INSTRUCCIÓN:
Transcribe sin cambios las líneas de los datos que van desde la que contiene "the large crowd of people" hasta la que contiene "<point>200,38</point>", ambas incluidas.

*** DATOS DE TRABAJO

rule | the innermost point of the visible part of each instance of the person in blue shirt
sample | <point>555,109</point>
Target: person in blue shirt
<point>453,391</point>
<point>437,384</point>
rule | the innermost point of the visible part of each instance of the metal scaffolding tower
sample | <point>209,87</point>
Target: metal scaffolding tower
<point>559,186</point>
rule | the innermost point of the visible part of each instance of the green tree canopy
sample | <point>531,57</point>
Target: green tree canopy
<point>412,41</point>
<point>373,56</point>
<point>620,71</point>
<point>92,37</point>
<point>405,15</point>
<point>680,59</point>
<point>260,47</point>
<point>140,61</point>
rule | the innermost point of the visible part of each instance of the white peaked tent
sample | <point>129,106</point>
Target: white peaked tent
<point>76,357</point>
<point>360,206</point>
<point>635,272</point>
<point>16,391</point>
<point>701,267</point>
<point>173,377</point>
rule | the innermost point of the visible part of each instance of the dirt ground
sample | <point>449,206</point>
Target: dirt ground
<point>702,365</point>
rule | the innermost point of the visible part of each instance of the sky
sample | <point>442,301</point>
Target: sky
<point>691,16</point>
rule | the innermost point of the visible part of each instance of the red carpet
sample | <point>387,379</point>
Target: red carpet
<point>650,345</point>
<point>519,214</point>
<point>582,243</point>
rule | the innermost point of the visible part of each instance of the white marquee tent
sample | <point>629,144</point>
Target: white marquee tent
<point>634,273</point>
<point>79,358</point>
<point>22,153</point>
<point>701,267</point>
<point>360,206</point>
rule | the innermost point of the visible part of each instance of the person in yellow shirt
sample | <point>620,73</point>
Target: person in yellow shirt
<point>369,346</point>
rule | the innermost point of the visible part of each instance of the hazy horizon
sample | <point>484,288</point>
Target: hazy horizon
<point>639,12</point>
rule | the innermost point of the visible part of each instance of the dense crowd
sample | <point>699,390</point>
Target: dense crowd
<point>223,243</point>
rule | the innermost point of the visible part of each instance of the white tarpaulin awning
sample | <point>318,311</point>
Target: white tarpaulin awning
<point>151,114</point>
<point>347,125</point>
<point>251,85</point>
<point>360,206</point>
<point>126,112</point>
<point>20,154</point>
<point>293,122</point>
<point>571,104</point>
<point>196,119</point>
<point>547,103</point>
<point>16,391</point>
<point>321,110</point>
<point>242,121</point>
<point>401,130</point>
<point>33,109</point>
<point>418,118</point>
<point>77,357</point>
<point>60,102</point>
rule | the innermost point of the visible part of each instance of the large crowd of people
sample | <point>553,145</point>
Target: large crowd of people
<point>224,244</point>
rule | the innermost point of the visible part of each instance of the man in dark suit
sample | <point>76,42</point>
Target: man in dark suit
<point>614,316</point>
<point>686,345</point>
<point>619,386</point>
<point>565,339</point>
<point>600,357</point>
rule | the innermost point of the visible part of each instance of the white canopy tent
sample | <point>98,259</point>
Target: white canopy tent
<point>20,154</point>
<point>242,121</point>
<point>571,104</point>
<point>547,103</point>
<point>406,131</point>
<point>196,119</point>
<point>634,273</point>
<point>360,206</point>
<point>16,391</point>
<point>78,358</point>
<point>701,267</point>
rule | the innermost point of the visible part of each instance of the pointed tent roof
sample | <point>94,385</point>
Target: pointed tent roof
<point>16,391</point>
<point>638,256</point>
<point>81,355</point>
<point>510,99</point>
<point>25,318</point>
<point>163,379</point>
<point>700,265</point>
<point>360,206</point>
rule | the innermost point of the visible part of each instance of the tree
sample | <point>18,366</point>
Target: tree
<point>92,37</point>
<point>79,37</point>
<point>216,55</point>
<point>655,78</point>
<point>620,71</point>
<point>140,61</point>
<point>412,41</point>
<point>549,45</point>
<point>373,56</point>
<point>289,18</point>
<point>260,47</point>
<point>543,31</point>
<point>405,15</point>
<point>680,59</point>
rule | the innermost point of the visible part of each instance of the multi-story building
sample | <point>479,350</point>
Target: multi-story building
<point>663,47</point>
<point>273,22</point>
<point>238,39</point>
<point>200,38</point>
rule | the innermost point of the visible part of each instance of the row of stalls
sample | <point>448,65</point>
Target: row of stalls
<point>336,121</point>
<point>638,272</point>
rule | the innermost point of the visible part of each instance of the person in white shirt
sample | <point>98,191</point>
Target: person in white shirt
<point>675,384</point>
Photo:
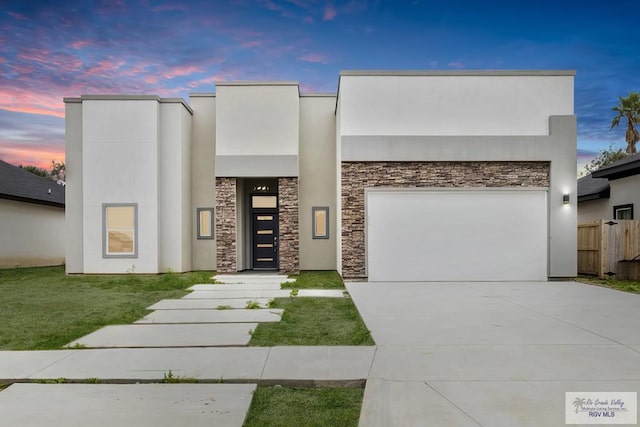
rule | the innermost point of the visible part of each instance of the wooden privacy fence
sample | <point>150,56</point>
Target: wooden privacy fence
<point>603,244</point>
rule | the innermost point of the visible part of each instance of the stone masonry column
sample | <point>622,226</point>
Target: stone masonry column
<point>289,240</point>
<point>226,225</point>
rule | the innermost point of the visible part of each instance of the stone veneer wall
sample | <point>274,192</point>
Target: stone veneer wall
<point>289,243</point>
<point>226,225</point>
<point>356,176</point>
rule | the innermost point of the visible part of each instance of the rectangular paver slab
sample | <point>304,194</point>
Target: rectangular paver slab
<point>99,405</point>
<point>22,364</point>
<point>237,287</point>
<point>187,335</point>
<point>204,303</point>
<point>203,363</point>
<point>319,363</point>
<point>238,293</point>
<point>213,316</point>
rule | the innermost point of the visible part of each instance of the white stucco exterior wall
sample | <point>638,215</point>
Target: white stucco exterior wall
<point>453,104</point>
<point>470,116</point>
<point>32,235</point>
<point>317,180</point>
<point>271,109</point>
<point>174,192</point>
<point>203,188</point>
<point>74,217</point>
<point>623,191</point>
<point>120,158</point>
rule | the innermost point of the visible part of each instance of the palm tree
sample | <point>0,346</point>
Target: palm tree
<point>629,108</point>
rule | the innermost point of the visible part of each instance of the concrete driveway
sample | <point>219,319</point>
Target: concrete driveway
<point>494,354</point>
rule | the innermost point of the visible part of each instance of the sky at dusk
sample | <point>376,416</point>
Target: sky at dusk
<point>55,49</point>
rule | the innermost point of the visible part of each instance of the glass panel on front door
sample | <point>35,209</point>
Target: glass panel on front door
<point>265,241</point>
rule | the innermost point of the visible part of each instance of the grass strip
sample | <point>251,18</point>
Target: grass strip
<point>44,309</point>
<point>283,406</point>
<point>313,321</point>
<point>620,285</point>
<point>315,280</point>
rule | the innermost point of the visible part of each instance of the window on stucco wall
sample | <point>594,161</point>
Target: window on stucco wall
<point>120,230</point>
<point>205,223</point>
<point>320,222</point>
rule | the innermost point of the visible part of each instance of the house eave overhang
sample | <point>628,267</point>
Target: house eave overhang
<point>617,172</point>
<point>32,201</point>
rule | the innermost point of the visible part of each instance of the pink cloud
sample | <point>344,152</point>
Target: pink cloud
<point>314,57</point>
<point>81,43</point>
<point>329,12</point>
<point>17,16</point>
<point>39,155</point>
<point>26,101</point>
<point>181,71</point>
<point>250,44</point>
<point>169,8</point>
<point>456,64</point>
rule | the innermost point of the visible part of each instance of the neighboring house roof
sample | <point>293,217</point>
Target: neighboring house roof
<point>18,184</point>
<point>622,168</point>
<point>590,188</point>
<point>596,185</point>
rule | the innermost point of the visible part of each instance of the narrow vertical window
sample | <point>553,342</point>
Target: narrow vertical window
<point>321,223</point>
<point>205,223</point>
<point>120,232</point>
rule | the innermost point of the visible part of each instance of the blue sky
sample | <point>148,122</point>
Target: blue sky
<point>55,49</point>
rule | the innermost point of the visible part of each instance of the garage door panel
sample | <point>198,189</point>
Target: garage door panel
<point>457,235</point>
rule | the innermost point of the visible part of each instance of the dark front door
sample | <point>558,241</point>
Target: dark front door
<point>265,241</point>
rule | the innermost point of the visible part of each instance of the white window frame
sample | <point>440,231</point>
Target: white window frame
<point>315,211</point>
<point>105,231</point>
<point>622,208</point>
<point>199,234</point>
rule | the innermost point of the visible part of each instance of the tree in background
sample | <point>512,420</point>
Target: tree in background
<point>36,171</point>
<point>58,170</point>
<point>605,158</point>
<point>629,108</point>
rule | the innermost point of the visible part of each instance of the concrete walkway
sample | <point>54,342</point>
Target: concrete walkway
<point>201,336</point>
<point>448,354</point>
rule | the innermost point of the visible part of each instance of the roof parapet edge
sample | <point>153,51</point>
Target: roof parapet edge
<point>446,73</point>
<point>319,95</point>
<point>257,83</point>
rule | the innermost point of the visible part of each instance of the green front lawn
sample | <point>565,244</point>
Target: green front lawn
<point>313,321</point>
<point>621,285</point>
<point>43,309</point>
<point>315,280</point>
<point>283,406</point>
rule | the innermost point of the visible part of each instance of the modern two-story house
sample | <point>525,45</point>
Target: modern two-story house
<point>399,176</point>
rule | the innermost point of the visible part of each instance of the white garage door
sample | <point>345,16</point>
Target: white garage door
<point>481,235</point>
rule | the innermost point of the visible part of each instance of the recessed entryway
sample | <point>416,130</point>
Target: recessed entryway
<point>263,223</point>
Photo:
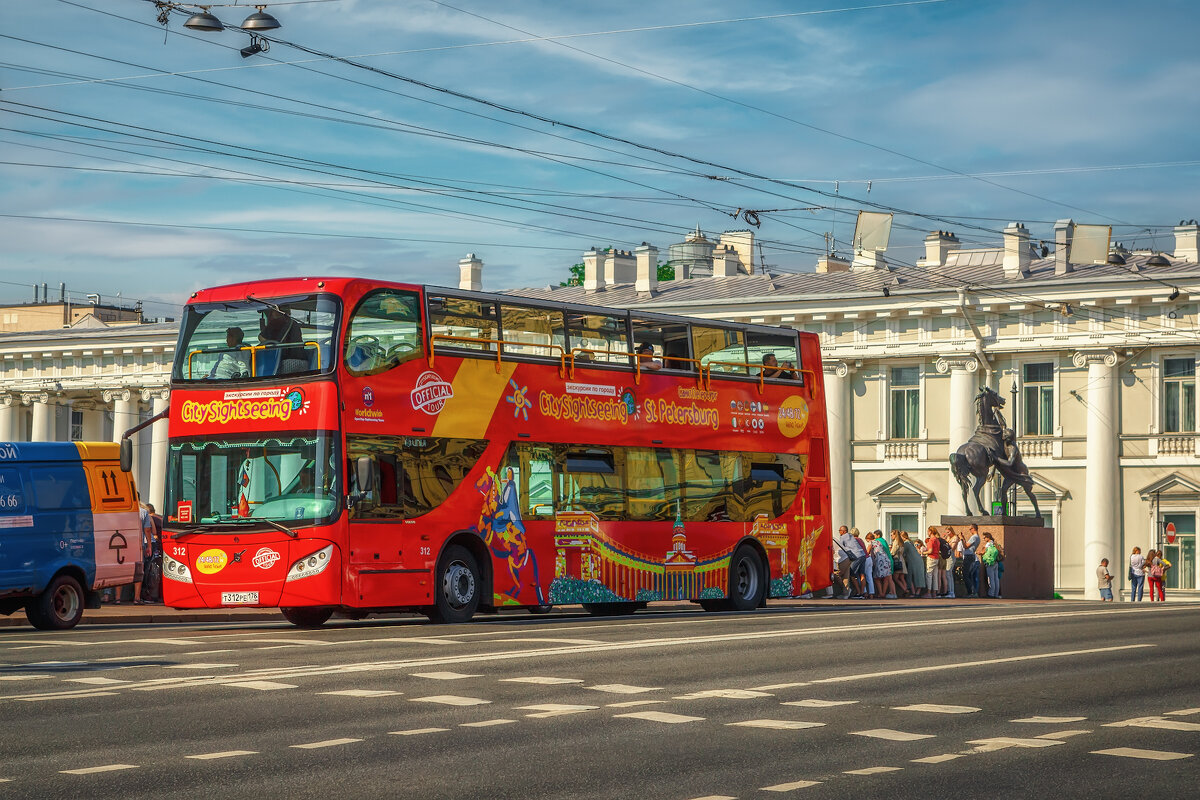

******

RESULTADO FINAL:
rule | the innermost point of the visible part of each instance of the large crowd of people
sample | <point>553,145</point>
Target: large crowd of people
<point>224,244</point>
rule | the innermost point of the visible part of each instance of the man in dark suit
sample | <point>76,42</point>
Target: man in dark suit
<point>614,316</point>
<point>686,345</point>
<point>619,386</point>
<point>565,339</point>
<point>600,357</point>
rule | the innermost point of the visible part of each instance of the white canopy tent
sample | <point>98,259</point>
Target: white canopy tent
<point>20,154</point>
<point>242,121</point>
<point>571,104</point>
<point>547,103</point>
<point>406,131</point>
<point>196,119</point>
<point>634,273</point>
<point>360,206</point>
<point>16,391</point>
<point>78,358</point>
<point>701,267</point>
rule | the innermost point of the visible part of each instance of the pointed tent roof
sample | <point>94,385</point>
Target: pointed tent roof
<point>16,391</point>
<point>638,256</point>
<point>81,355</point>
<point>510,99</point>
<point>25,318</point>
<point>163,379</point>
<point>700,265</point>
<point>360,206</point>
rule | the innermost point of the visible part of each instance of the tree
sample | <point>18,366</point>
Target: tree
<point>92,37</point>
<point>79,37</point>
<point>216,55</point>
<point>655,78</point>
<point>620,71</point>
<point>140,61</point>
<point>412,41</point>
<point>549,45</point>
<point>373,56</point>
<point>289,18</point>
<point>260,47</point>
<point>543,31</point>
<point>405,15</point>
<point>680,59</point>
rule | the innermost point of the visible part of each instance of the multi-story building
sample | <point>479,350</point>
Target: multi-story building
<point>663,47</point>
<point>273,22</point>
<point>238,39</point>
<point>200,38</point>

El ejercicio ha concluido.